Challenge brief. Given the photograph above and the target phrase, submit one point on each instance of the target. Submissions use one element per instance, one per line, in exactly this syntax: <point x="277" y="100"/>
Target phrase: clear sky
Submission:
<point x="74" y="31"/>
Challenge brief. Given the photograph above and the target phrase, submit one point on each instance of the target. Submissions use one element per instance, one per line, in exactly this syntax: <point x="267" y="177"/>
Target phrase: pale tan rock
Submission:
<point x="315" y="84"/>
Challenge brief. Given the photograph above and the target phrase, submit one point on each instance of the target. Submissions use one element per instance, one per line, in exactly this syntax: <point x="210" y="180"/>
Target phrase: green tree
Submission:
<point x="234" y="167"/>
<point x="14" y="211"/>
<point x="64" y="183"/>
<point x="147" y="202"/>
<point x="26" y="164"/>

-*-

Written problem
Arrange all the rows above as a Markdown table with two columns, Number and Line, giving each line its own numbered entry and skipping any blank lines.

Response for this exercise
| Number | Line |
|---|---|
| 1 | Challenge brief. Given the photograph above and the target phrase, submit one point on each instance of the target. Submissions use one element per instance, one per line, in exactly this syntax: <point x="277" y="100"/> |
| 2 | Target phrase: clear sky |
| 3 | Submission: |
| 4 | <point x="74" y="31"/> |
| 5 | Challenge brief. Given the photograph above and the target phrase, submit one point on each instance of the target. Submissions use one element per instance, one per line, in exactly this syntax: <point x="267" y="177"/> |
| 6 | Target phrase: pale tan rock |
| 7 | Submission: |
| 8 | <point x="315" y="84"/> |
| 9 | Challenge brief. Given the photograph above and the target phrase, submit one point on each instance of the target. Submissions use one element per instance, one per line, in exactly this syntax: <point x="210" y="180"/> |
| 10 | Target phrase: green tree |
| 11 | Submission: |
| 12 | <point x="234" y="167"/> |
| 13 | <point x="14" y="211"/> |
| 14 | <point x="64" y="183"/> |
| 15 | <point x="147" y="202"/> |
| 16 | <point x="26" y="164"/> |